### Image point grounding data:
=== Begin Enclosure ===

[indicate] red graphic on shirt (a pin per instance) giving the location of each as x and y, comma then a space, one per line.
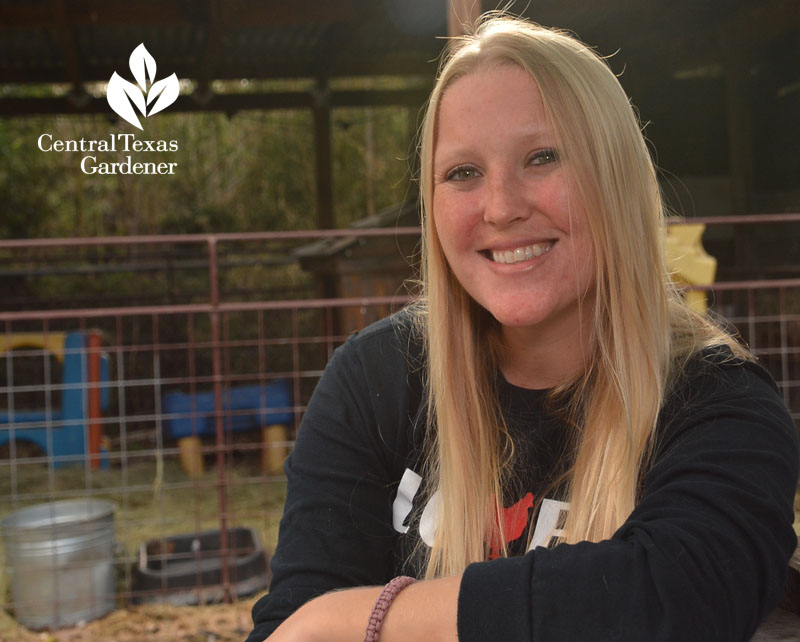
515, 519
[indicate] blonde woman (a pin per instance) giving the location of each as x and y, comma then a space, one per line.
551, 442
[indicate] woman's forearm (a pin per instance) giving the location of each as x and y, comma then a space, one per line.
424, 612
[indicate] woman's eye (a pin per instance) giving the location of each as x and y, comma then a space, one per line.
543, 157
461, 173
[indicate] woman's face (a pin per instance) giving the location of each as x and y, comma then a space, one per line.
512, 231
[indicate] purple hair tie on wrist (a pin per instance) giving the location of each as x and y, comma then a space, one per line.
382, 605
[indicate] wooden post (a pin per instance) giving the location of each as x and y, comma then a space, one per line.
94, 345
738, 96
322, 154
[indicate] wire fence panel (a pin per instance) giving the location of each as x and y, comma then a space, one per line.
169, 375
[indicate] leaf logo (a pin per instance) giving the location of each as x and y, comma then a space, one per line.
122, 95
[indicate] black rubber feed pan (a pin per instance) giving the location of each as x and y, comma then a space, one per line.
187, 569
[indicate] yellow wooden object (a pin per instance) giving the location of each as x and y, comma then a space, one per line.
53, 342
191, 454
688, 262
274, 450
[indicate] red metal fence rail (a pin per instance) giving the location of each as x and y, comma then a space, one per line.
215, 319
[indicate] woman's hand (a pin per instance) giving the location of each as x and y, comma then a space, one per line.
424, 612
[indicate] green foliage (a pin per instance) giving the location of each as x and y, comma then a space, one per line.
253, 171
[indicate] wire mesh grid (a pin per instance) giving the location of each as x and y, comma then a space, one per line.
177, 398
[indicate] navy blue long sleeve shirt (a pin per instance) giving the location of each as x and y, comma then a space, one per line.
702, 557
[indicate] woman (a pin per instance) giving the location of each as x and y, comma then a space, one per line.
552, 441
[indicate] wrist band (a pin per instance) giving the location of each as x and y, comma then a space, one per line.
382, 604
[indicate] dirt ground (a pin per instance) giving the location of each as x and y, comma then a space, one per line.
153, 623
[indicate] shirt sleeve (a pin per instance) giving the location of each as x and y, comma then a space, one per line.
703, 557
336, 527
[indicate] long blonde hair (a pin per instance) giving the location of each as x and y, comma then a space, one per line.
642, 329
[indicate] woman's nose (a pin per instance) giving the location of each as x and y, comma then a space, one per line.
505, 200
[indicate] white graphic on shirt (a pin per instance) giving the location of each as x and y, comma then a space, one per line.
401, 508
546, 533
429, 521
551, 514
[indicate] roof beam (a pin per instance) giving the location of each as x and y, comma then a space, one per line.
69, 46
226, 103
173, 12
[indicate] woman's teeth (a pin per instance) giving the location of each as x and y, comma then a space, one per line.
521, 253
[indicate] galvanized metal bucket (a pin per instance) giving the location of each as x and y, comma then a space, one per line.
61, 558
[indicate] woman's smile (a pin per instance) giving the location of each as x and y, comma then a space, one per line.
512, 229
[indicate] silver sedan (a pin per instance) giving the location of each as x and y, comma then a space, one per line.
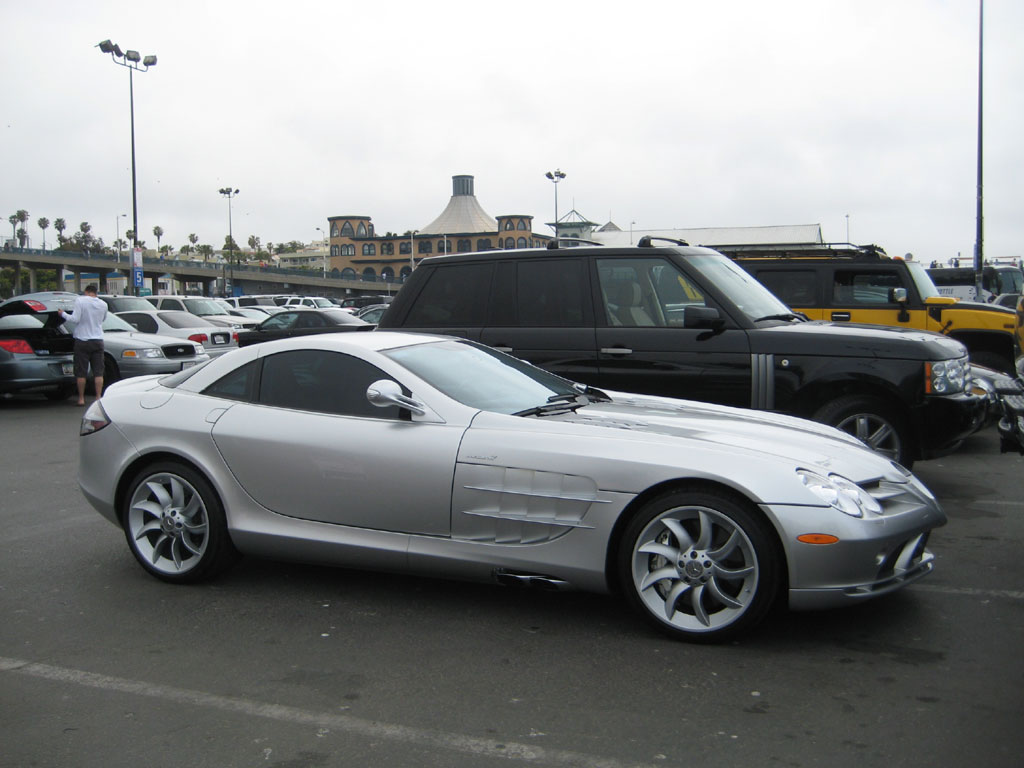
437, 456
215, 339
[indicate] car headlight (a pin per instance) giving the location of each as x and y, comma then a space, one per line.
840, 493
947, 377
150, 352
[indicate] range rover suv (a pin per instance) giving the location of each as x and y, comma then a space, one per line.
689, 323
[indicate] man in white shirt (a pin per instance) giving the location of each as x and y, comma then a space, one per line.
89, 313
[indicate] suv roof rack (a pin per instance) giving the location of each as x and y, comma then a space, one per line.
849, 251
647, 241
553, 245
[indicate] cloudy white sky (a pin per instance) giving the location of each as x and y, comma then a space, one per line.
681, 114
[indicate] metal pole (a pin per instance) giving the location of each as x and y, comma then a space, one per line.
979, 235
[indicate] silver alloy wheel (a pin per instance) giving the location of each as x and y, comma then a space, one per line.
694, 568
168, 523
877, 431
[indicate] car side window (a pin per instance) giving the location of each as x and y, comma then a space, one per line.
550, 293
864, 288
238, 385
793, 287
454, 295
645, 292
324, 382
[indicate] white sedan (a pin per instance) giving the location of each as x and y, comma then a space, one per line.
431, 455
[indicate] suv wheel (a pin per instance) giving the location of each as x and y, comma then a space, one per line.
871, 421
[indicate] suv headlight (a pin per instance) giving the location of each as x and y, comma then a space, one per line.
840, 493
947, 377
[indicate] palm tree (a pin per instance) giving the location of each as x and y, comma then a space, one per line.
43, 224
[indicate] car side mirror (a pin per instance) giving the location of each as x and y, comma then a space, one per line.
385, 393
701, 316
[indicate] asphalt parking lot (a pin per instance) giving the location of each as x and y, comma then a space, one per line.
282, 665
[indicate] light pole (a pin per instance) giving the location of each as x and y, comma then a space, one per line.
325, 253
134, 62
555, 177
229, 193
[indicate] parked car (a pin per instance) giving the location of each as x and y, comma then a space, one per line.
216, 340
35, 354
685, 322
702, 515
372, 312
128, 352
302, 322
209, 308
862, 285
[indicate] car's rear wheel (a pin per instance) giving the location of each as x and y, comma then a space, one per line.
869, 420
700, 565
175, 523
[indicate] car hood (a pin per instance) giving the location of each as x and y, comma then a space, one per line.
732, 430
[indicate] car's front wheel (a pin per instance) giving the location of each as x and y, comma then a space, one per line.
175, 524
700, 565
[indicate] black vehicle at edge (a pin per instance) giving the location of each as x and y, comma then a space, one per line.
687, 323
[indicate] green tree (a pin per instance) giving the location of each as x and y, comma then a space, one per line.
43, 224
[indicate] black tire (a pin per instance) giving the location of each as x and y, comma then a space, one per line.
871, 421
993, 360
175, 524
700, 565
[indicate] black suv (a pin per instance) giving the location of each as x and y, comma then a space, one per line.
860, 284
688, 323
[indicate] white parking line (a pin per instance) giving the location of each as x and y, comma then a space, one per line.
1012, 594
371, 729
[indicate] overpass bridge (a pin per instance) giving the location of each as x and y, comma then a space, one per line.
212, 279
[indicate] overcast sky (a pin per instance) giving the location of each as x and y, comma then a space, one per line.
681, 114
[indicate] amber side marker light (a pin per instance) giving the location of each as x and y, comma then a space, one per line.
817, 539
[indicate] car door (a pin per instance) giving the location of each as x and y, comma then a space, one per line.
309, 445
646, 344
544, 314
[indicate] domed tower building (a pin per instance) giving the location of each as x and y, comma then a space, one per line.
357, 253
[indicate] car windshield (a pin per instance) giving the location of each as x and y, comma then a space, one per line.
922, 281
204, 306
481, 378
751, 297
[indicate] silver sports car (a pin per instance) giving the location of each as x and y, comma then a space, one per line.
432, 455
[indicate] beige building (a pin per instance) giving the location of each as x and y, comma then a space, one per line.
356, 251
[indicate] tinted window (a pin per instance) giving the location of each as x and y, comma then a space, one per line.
455, 295
550, 293
322, 381
794, 287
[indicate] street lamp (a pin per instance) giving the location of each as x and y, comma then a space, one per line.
555, 177
325, 253
134, 62
229, 193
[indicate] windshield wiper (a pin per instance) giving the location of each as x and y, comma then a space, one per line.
557, 403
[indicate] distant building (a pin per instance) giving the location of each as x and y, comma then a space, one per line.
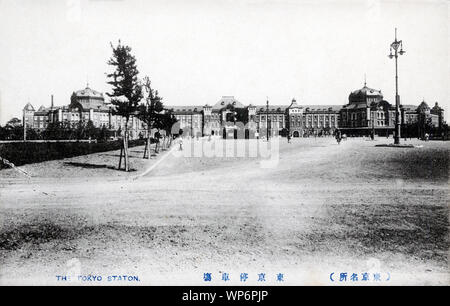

=== End Enclosure ===

### WHAT TO WORK ON:
Could you reproduce every record above exactly, leaving out any pictures?

### WRITTEN RESPONSE:
[indicate] red graphic on shirt (a pin per instance) giving the location of each as x and y, comma then a space, one per line.
515, 519
[indicate] blonde woman (a pin per instance) giving the location of each as x and y, comma then a space, one per line.
551, 442
[indicate] woman's forearm (a pin per instance) giving the location of each as x and y, comma then a space, one per line.
424, 612
[indicate] woman's eye (a pin per instance) giving the location of each as x and y, comma then a space, one per line.
543, 157
461, 173
[indicate] woman's face (a pin per instance) giving the location of each as x and y, comma then a space, one per line.
512, 231
[indicate] purple hair tie on wrist (a pin per instance) giving the location of each as x and y, comma then a space, one per line.
382, 605
[indicate] wooden post (a pin per instance) giving the location of each as x and y, comma then a space, one per line.
94, 345
738, 96
322, 154
[indicate] wire fence panel (a pin per instance) giving the location of each as x and y, comma then a space, one per line.
169, 375
[indicate] leaf logo (a pin per instance) giving the location of each as x and y, comma then a space, one per line.
122, 95
[indicate] black rubber feed pan (a pin per instance) giving the location of each as x and y, comma then a space, one per line.
187, 569
[indicate] yellow wooden object (a pin per instance) giving the location of each as x and y, comma then a space, one per line.
53, 342
191, 454
688, 262
274, 450
[indicate] red metal fence rail (a pin per instance) giving the location of each as x and y, comma then a space, one per line.
215, 319
[indicate] woman's hand (a pin per instance) giving the location of each as x and y, comma then a space, one per line.
424, 612
[indicate] green foliage (a pin per instance) giving the location of each as x and y, comma then a space, one per line.
253, 171
[indicate] wire mesh grid (a pin per instance) giving the location of each as x and y, comma then a space, one per line.
177, 398
[indicate] navy blue long sleeve shirt (a pin per instance) giving the location of each as x and y, comma then a space, one per line.
702, 557
[indicate] woman (a pin per instance) giving the location of each as x and y, comma then a space, one per line.
552, 441
[indicate] wrist band (a pin per instance) giving the location of each as x and y, comma then a space, one per line.
382, 604
[indicate] dirt ground (a pin per instance) giving the location of each as x and y, comma then a space, one per line.
153, 623
[indicate] shirt sleeve (a pin per instance) giving the location of each as x and y, comma then a space, one per line.
703, 557
336, 527
[indicate] long blonde hair (a pin per instance) giving the location of each as x and y, comma then a space, one per line.
642, 329
[indicate] woman's nose (a pin per instance) giving the location of each as x and y, comma then a space, one per line.
505, 200
[indicate] white graphic on shirt (a pin per instance) giving the location of each as x and y, comma then a space, one per line.
401, 508
546, 533
429, 521
551, 514
[indicate] roof beam (a pin per instance) giving the location of each as x and y, comma then a space, one per line.
69, 46
226, 103
173, 12
[indicate] woman's teeth (a pin per instance) giving the location of each as x and y, comma then a space, one per line.
521, 253
[indicate] galvanized metal bucket (a pin per instance) giving the location of each as x and y, comma then a space, one per line.
61, 558
[indicate] woman's smile (a pin per instance) giving the location of each as x and y, comma then a space, one per line.
512, 229
[indicate] silver sedan (a pin per instance) giving the location of each as x and y, comma then a space, one per line.
437, 456
215, 339
[indicate] car headlight (a pin per instance) giving the location of each as x and y, comma then a space, one per line.
840, 493
947, 377
150, 352
[indicate] range rover suv (a pin per instance) giving the location of each as x and y, comma then a space, one per line.
689, 323
[indicate] man in white shirt (a pin per instance) giving the location of each as x and y, comma then a space, one per line.
89, 313
[indicate] suv roof rack (a pin per instance) giving the location of each as x and y, comma then a space, one per line.
849, 251
647, 241
553, 245
[indicate] cloudy white sky (a pin per instance) giving the location of each as x and y, comma then a space, one per line.
681, 114
[indicate] metal pole (a pin per instance) giving the location of each as x and y, comma then a space, one per line.
979, 235
[indicate] silver alloy wheel (a pin per instance) giving the location of each as x and y, comma then a space, one per line.
694, 568
168, 523
877, 431
[indicate] car side window (a pin per instance) giving the location of each as x and y, comma then a space, one per line.
550, 293
864, 288
238, 385
793, 287
454, 295
645, 292
324, 382
[indicate] white sedan (a pin per instance) giving the location of each as x and y, comma then a space, one per line.
431, 455
[indicate] suv wheel (a pin per instance) giving the location of each as x and y, comma then a space, one per line.
871, 421
[indicate] suv headlight (a pin per instance) giving the location of each as x and y, comma then a space, one per line.
840, 493
947, 377
[indicate] palm tree (a pin per instance) giving the location of each as x and y, comma then a space, one per line.
43, 224
[indicate] car side mirror (a pin per instance) giving the location of each as x and y, comma then a space, one per line.
385, 393
701, 316
[indicate] asphalt parking lot (a pin per instance) giving the location of each as x and y, comma then a space, one per line.
282, 665
[indicate] light pole (a pin per instance) giving the location of each as x and y, comma then a space, one per line.
325, 253
134, 62
555, 177
229, 193
[indicate] parked car (a pin per instance) giving the location of each as x and y, comma then a space, one per line.
216, 340
35, 354
685, 322
702, 515
372, 312
128, 352
302, 322
209, 308
862, 285
[indicate] car's rear wheel (a pin per instance) giving the location of each as x and y, comma then a space, one per line.
869, 420
700, 565
175, 523
[indicate] car hood (a pin per instance) giving the location of each as x and y, comma then a space, one per line.
732, 430
[indicate] car's front wheel (a pin per instance) giving the location of each as x and y, comma then a space, one per line.
175, 524
700, 565
[indicate] black vehicle at edge (a pin per instance) giving the location of each as x and y, comma then a space, one per line.
687, 323
[indicate] green tree (a pin per instance) giving the location of each as x and y, comma then a space, one per line.
43, 224
[indicate] black tire (a pin per instance) giving the location of each as x and y, comma then a space, one per line.
871, 421
993, 360
175, 524
700, 565
[indicate] black suv (a pin per instance) giving the location of each as x and y, comma then a space, one per line.
860, 284
688, 323
[indicate] white parking line (a pin per instance) giving the location of each as x and y, comma then a space, one per line.
1012, 594
371, 729
[indicate] overpass bridge (a pin per instance) giving the location of each as x and y, comma then a space, one per line.
212, 279
[indicate] overcast sky (a pin per instance) giving the location of each as x and y, comma then a space, one per line.
681, 114
[indicate] amber side marker light (a pin per instance) giving the location of each as x and y, comma then a space, one per line.
817, 539
[indicate] car door (a pin per instance) giving the location of each as x and y, comma then a space, one per line.
309, 445
646, 344
544, 314
[indicate] domed tower building (a pin per instance) giving the location of each as x and y, comma then a space, one per line.
357, 253
[indicate] car windshield (a pin per instance) giving the location of each as x and y, comma then a space, one per line.
922, 281
204, 306
481, 378
751, 297
[indicate] silver sports car (a pin per instance) giving the location of each as x and y, comma then a space, one per line.
432, 455
[indicate] beige building (a pin per instance) giving the location of each as x and y, comma then a space, one per line.
356, 251
[indicate] tinted window (a pin per instance) giving the location of each as x and y, comma then a space, one per line.
455, 295
550, 293
322, 381
794, 287
[indicate] street lamp (a pin per instance) giving the location of each as x and y, comma then a space, one per line.
555, 177
325, 253
134, 62
229, 193
[indicate] windshield wiper (a pin per instance) giving the location of each as x and y, comma then a space, one per line.
557, 403
[indicate] distant building (a pin per instance) giving the location of each as x and y, comma then a space, one per line.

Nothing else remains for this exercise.